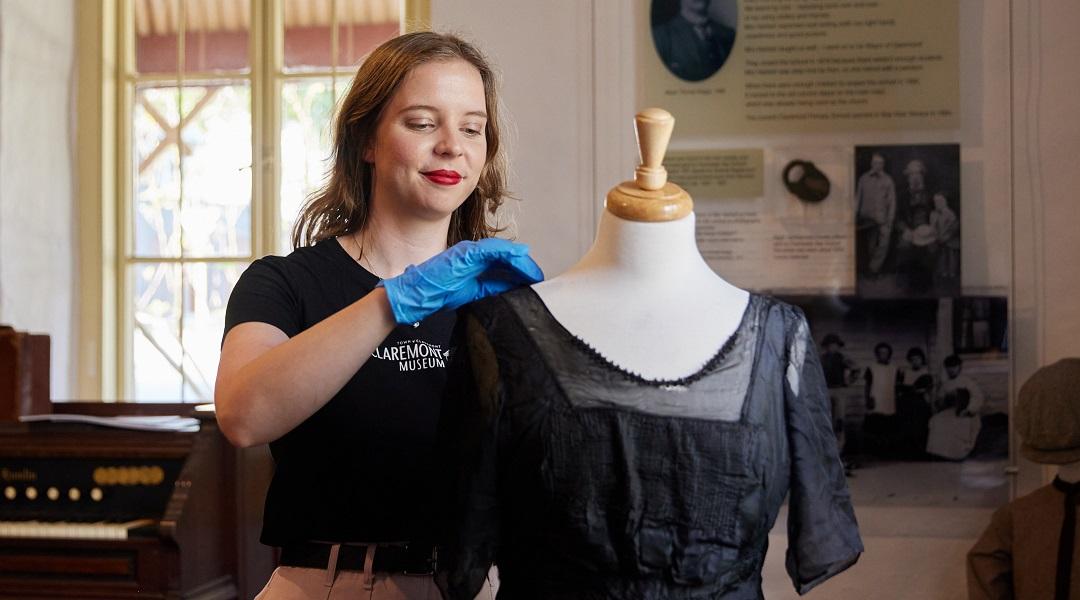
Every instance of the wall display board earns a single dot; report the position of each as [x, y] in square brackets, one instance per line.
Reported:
[825, 148]
[781, 66]
[791, 233]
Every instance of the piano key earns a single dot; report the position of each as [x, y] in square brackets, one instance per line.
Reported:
[99, 530]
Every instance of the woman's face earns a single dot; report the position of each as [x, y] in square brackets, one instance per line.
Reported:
[429, 146]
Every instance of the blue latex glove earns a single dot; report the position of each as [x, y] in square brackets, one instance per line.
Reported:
[462, 273]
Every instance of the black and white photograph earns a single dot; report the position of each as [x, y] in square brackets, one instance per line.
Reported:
[907, 220]
[693, 38]
[919, 420]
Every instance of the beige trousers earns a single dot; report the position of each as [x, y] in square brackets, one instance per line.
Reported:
[297, 583]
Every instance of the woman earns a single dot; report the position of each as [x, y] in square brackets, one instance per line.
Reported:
[914, 390]
[336, 354]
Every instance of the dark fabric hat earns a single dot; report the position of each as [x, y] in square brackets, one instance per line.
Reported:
[1048, 413]
[833, 339]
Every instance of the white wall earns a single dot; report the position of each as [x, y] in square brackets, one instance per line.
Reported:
[37, 223]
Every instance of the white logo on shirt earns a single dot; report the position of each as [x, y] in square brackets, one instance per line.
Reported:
[414, 355]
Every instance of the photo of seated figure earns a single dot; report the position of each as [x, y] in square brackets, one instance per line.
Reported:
[690, 37]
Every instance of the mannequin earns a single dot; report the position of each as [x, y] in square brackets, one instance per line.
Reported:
[1029, 547]
[631, 428]
[677, 312]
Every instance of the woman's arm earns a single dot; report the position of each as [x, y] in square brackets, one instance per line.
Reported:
[268, 383]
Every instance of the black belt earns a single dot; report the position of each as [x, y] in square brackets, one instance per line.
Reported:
[408, 559]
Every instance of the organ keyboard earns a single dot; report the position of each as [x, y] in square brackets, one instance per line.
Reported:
[88, 512]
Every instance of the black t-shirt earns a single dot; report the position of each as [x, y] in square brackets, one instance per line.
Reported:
[362, 468]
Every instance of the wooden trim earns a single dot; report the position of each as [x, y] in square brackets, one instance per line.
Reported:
[95, 352]
[416, 16]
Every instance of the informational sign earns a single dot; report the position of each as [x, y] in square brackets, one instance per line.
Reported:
[718, 174]
[786, 66]
[775, 232]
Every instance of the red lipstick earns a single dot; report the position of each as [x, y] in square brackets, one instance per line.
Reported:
[443, 177]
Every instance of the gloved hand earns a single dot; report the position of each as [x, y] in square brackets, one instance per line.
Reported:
[462, 273]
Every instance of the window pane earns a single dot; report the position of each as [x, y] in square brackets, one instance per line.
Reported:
[156, 340]
[157, 172]
[362, 25]
[307, 36]
[175, 359]
[215, 36]
[156, 25]
[207, 286]
[306, 111]
[217, 174]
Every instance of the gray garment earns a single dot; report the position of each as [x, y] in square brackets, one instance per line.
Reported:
[583, 480]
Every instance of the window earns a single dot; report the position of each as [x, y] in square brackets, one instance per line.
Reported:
[224, 130]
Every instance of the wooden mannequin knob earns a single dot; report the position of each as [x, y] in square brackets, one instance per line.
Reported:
[649, 196]
[653, 128]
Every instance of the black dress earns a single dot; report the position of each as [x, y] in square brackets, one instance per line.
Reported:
[583, 480]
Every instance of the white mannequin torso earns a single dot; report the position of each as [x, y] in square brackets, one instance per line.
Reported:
[645, 299]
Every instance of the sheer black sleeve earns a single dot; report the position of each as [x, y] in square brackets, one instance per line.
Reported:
[470, 425]
[822, 532]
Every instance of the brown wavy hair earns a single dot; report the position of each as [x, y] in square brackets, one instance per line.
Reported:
[343, 204]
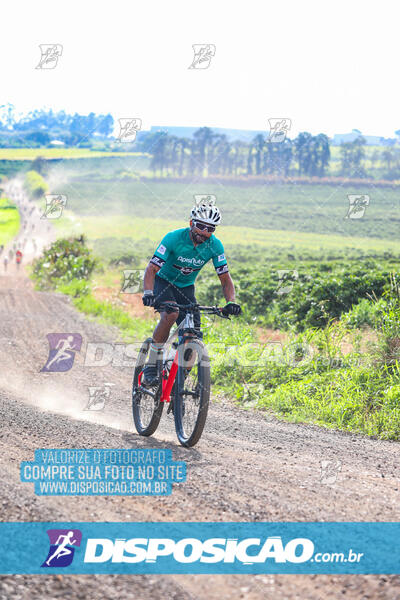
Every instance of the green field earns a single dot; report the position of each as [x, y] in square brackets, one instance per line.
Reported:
[9, 222]
[140, 228]
[50, 153]
[316, 209]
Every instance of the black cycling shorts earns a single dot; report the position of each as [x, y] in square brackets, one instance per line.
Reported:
[165, 291]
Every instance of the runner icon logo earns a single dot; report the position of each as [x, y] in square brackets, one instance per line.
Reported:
[61, 551]
[62, 348]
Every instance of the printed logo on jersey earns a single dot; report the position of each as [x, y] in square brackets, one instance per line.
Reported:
[157, 261]
[197, 262]
[221, 270]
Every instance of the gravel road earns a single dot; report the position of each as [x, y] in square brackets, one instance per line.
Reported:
[246, 466]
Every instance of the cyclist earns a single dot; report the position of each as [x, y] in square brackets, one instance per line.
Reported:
[18, 257]
[171, 273]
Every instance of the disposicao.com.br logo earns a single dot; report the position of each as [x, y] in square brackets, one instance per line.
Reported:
[62, 543]
[190, 550]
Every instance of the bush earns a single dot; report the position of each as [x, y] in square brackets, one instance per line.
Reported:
[64, 261]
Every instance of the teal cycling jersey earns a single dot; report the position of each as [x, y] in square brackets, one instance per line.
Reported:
[181, 261]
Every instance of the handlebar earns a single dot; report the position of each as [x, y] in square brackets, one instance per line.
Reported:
[171, 307]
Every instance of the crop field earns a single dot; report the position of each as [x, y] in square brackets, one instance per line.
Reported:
[9, 222]
[320, 210]
[50, 153]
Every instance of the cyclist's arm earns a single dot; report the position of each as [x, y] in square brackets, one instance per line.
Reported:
[149, 275]
[156, 262]
[228, 288]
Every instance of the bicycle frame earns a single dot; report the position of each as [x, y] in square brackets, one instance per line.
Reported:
[168, 382]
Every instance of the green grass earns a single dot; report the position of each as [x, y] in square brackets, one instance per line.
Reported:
[141, 228]
[132, 329]
[360, 399]
[9, 222]
[319, 209]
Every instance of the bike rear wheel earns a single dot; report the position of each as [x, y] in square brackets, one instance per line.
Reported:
[192, 394]
[147, 410]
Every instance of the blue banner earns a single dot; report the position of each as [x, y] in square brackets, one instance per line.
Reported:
[214, 548]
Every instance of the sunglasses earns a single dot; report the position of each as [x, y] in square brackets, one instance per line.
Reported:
[204, 227]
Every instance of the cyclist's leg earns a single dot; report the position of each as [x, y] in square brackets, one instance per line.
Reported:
[186, 296]
[163, 292]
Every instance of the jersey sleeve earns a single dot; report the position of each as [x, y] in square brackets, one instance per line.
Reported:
[163, 250]
[219, 260]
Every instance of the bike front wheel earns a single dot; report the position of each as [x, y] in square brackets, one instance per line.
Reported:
[147, 409]
[192, 392]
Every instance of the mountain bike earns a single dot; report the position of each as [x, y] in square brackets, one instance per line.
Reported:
[183, 380]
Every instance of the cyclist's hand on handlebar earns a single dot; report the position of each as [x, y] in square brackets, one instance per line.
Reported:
[148, 298]
[231, 308]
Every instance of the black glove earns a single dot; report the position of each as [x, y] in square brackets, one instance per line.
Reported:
[148, 298]
[231, 308]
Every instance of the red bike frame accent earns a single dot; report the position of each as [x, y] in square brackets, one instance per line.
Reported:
[167, 382]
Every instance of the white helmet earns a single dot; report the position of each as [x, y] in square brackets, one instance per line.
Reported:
[207, 213]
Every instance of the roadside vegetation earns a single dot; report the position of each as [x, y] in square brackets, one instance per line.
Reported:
[9, 221]
[337, 366]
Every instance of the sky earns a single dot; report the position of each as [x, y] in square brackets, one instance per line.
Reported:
[329, 66]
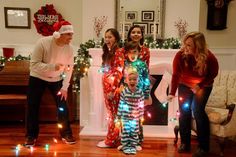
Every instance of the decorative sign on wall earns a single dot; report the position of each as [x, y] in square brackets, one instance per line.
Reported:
[217, 14]
[44, 19]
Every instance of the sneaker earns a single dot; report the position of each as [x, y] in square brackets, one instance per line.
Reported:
[102, 144]
[69, 139]
[200, 153]
[183, 148]
[138, 148]
[30, 141]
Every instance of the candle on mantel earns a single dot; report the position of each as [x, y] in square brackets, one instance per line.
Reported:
[154, 31]
[123, 24]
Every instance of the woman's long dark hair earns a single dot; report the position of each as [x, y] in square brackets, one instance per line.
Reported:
[130, 30]
[109, 54]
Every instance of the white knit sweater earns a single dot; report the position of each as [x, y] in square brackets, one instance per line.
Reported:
[44, 57]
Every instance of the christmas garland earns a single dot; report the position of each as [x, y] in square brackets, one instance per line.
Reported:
[82, 60]
[45, 17]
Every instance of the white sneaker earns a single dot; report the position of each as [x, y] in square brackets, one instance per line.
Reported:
[120, 147]
[138, 148]
[102, 144]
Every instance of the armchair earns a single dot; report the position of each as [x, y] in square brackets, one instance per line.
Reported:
[220, 109]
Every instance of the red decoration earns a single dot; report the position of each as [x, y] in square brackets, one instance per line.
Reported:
[45, 17]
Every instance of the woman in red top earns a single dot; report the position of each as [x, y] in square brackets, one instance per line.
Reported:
[113, 64]
[194, 70]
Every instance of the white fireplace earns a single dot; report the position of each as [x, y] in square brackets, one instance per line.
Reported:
[92, 108]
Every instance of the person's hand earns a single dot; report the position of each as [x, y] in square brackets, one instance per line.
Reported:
[121, 88]
[195, 89]
[110, 96]
[170, 98]
[148, 101]
[59, 67]
[63, 94]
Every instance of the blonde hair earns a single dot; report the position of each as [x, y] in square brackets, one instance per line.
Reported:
[201, 50]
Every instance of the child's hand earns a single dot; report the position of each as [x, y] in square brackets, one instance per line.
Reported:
[117, 123]
[170, 97]
[110, 96]
[148, 101]
[121, 88]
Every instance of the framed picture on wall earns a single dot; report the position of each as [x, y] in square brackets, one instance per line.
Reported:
[17, 17]
[127, 27]
[148, 16]
[151, 28]
[131, 16]
[143, 25]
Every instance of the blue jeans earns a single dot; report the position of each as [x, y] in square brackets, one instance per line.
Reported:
[195, 103]
[34, 95]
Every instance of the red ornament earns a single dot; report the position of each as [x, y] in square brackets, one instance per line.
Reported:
[45, 17]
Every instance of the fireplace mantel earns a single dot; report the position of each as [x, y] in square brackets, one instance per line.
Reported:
[92, 108]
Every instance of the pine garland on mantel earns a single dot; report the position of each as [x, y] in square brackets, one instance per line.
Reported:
[83, 59]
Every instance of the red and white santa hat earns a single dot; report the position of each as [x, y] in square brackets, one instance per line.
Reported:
[62, 27]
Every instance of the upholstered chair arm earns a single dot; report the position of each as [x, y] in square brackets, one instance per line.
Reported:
[231, 108]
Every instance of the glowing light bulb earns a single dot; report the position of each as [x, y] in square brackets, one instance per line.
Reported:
[61, 109]
[31, 149]
[46, 147]
[59, 126]
[59, 93]
[164, 104]
[149, 115]
[54, 140]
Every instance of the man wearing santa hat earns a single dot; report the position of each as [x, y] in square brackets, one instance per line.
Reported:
[51, 67]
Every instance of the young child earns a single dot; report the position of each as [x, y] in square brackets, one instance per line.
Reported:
[130, 112]
[132, 50]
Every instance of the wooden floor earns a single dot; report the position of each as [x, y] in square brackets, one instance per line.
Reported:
[12, 134]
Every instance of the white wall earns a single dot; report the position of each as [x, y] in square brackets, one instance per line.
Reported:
[81, 14]
[220, 38]
[187, 10]
[96, 8]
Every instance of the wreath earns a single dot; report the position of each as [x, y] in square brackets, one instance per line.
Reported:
[45, 17]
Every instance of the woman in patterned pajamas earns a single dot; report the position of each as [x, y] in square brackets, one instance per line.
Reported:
[113, 64]
[130, 112]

========================

*Work instructions*
Transcribe the records above exactly, but only from the line that contains "Every instance of the blue jeans" through their final line, inclusive.

*Task solution*
Every instance of the blue jeans earns a single dot; report the position of each as [x, y] in square brackets, one instance per line.
Reported:
[195, 103]
[34, 95]
Every instance of the red ornament earns a single dot; report the position of each as [x, y] in square brackets, one instance per line.
Reported:
[45, 17]
Every instance of the fireplace mantel earns a single dot; report the position of each as [x, y] in square brackets, one instance per line.
Reported:
[92, 108]
Every instance of the pine garland on mantel earns a single dot; report the position of each as [x, y] in square brackets, one instance per line.
Reported:
[83, 59]
Every instance of the red and white santa hat earns a single dot; report the position of each as [x, y] in square brackets, one instance per line.
Reported:
[62, 27]
Every instance of the upholstered chair arm earns a single dot; report the position of each as [x, y] in square brackets, one instance per line.
Reported:
[231, 108]
Every instance of the glowing light bulb earns a single dot; report the position of each as [x, y] in square brackets, one instance per line.
Reported:
[61, 109]
[31, 149]
[46, 147]
[59, 126]
[59, 93]
[164, 104]
[149, 115]
[54, 140]
Every instance of the man wearing santa hat earns a single dot; report the position of each as [x, y] in square brackets, one instance per line.
Reported:
[51, 67]
Every instance of the young child earns a single dot; report the position of each as [x, y] in square brackets, one instance per line.
Reported:
[130, 112]
[132, 50]
Every instance of the wooden floor earns a single dot; report the position of each as [x, y] in square brackets, one instance per line.
Reported:
[12, 134]
Every instance of the white wall earns a single dot; report the position of each as [x, y] in square brackets, one instance per line.
Reported:
[81, 14]
[220, 38]
[187, 10]
[96, 8]
Every instance of the wreath earns a single dot; report the position of each as [x, y] in square brackets, one instance per line.
Reported:
[45, 17]
Every instance of the woman in patterned pajamas earns a single dot; report the position of each as [x, y] in square brackets, one instance per line.
Reported:
[113, 64]
[130, 112]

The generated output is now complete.